• Work required
Starting with the line that contains "Annotation task — tag the curved", write out each line through the end of the listing, unchanged. Output nothing else.

• Recorded information

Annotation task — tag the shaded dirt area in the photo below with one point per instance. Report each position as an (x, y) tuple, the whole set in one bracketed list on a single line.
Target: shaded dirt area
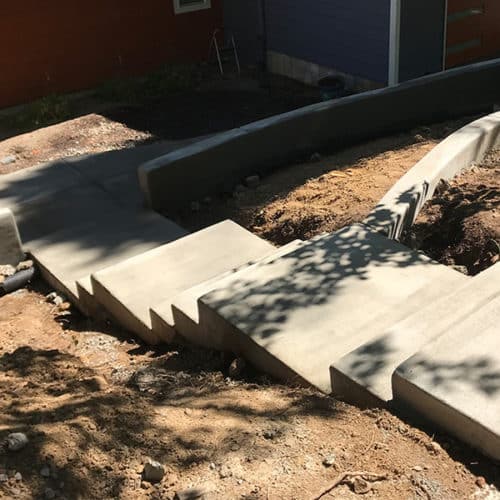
[(460, 225), (177, 116), (324, 193), (95, 404)]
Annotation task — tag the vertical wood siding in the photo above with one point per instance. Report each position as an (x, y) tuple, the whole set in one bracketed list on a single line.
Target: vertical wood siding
[(351, 36)]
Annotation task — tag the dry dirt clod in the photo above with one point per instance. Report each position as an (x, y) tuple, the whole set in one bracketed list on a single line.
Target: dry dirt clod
[(252, 181), (236, 367)]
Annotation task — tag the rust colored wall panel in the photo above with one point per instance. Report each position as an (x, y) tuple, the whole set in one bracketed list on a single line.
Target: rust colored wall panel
[(59, 46)]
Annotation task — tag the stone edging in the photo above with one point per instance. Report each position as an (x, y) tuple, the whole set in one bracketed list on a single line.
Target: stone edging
[(10, 243)]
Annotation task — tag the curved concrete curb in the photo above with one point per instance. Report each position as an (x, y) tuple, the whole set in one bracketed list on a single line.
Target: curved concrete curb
[(218, 163), (10, 243), (398, 209)]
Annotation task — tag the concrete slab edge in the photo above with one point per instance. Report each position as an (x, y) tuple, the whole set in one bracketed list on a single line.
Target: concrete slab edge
[(11, 251)]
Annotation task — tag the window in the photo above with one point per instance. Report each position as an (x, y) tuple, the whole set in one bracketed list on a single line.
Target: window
[(181, 6)]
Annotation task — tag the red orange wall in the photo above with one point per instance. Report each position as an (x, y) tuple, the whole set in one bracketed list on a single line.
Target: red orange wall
[(61, 45)]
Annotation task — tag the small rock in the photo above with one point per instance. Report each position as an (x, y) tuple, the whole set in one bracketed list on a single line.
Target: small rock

• Exercise solution
Annotation task — tag the curved concrete curb in the photo above with one point per instance. Report each position as an (x, y) tuple, the whole set in one bracketed list on a single line.
Target: curved concrete curb
[(218, 163), (10, 243), (398, 209)]
Annotation task — tag the concrete slab edge in the photo above with one point per instance. Report each position as an (x, y) tuple, the whole set in one bracketed list on a single line.
Target: concrete slab edge
[(11, 251)]
Annotation task — tag the window in the photo above with one point per instance. Report each position as an (x, y) tuple, the whole set in one bracketed list on a single line.
Target: window
[(181, 6)]
Annotation task — tag the red orange wall in the photo above with one point per instance. Report each position as an (x, y) tuple, the whole set in one bracketed list on a single line.
Target: red orange wall
[(61, 45)]
Annotation task — tag the small rock in the photo above with one point per instance. Report each position as an (x, y) tuple, the whole set in one bracketed list on a single line.
Target: small rock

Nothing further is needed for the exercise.